3.2. Signos e Clichês

   Voltando à linguagem da televisão, os esquemas básicos mencionados pelo autor são compostos por duas divisões: os signos e os clichês:
   O signo atua em dois lados: na cabeça do receptor e no produto de comunicação que o receptor vê, pois o produto é realizado por pessoas que também elaboram os pensamentos como signos. A produção sígnica só tem efeito se realiza essa dualidade de forma plena
(FILHO, Ciro Marcondes, 1996, p. 45)

   Ou seja, o signo vai agir na pessoa que o está percebendo e no produto que o está passando. São os dois lados da transmissão.
   Essa divisão é feita no processo de extração do signo da sociedade.
   De certa forma, é como o estereótipo, que já está presente e é apenas maquiado para ser usado na televisão. No caso do signo, ele também está presente na sociedade, no entanto, ele não vai ser necessariamente maquiado. O que vai acontecer é que será extraído de uma situação real elementos que possam ser usados para uma produção da Indústria Cultural, de uma forma aceitável, que seja digerida sem maiores transtornos.
   Um exemplo usado pelo autor Ciro Marcondes Filho são as cerimônias culturais de índios da Amazônia, onde os costumes devem ser cuidadosamente analisados, pois:
   Para serem „consumidos‟ pelo telespectador junto com sua cerveja, seu salgadinho, seu cigarro, precisarão ser neutralizados e generalizados: a fábrica de produtos de comunicação (a emissora de TV, no caso) extrai do produto suas aberrações, seus elementos chocantes, suas peculiaridades, seus termos regionais – entendidos só em seu local de origem -, deixando-o „simplificado‟, compreensível para todos, facilmente assimilável
(FILHO, Ciro Marcondes, 1996, p. 31)

   No exemplo citado, as cerimônias culturais de índios da Amazônia são um produto cultural e o que dele é extraído para ser utilizado na televisão é o que pode ser chamado de mercadoria cultural.

— Exercícios propostos —
[1] Edite o trecho do texto extraído que começa com as palavras "No exemplo citado, as" e termina com "de mercadoria cultural.", trocando "mercadoria cultural" por "mercadoria televisiva".
[2] Responda com base no texto extraído:
(a) Segundo a primeira citação, em que dois lados o signo atua?
(b) Que exemplo o autor Ciro Marcondes Filho usa?
(c) Junto com que três coisas o telespectador "consome" as cerimônias, conforme a segunda citação?
[3] Liste tudo o que, segundo o texto extraído, a emissora de TV extrai do produto para deixá-lo simplificado.

— Extrato de dados —
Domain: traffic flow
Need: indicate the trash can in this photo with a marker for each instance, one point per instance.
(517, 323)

— Respostas por tarefa —
[1]
No exemplo citado, as cerimônias culturais de índios da Amazônia são um produto cultural e o que dele é extraído para ser utilizado na televisão é o que pode ser chamado de mercadoria televisiva.

[2]
(a) Na cabeça do receptor e no produto de comunicação que o receptor vê.
(b) As cerimônias culturais de índios da Amazônia.
(c) Sua cerveja, seu salgadinho e seu cigarro.

[3] Suas aberrações, seus elementos chocantes, suas peculiaridades e seus termos regionais.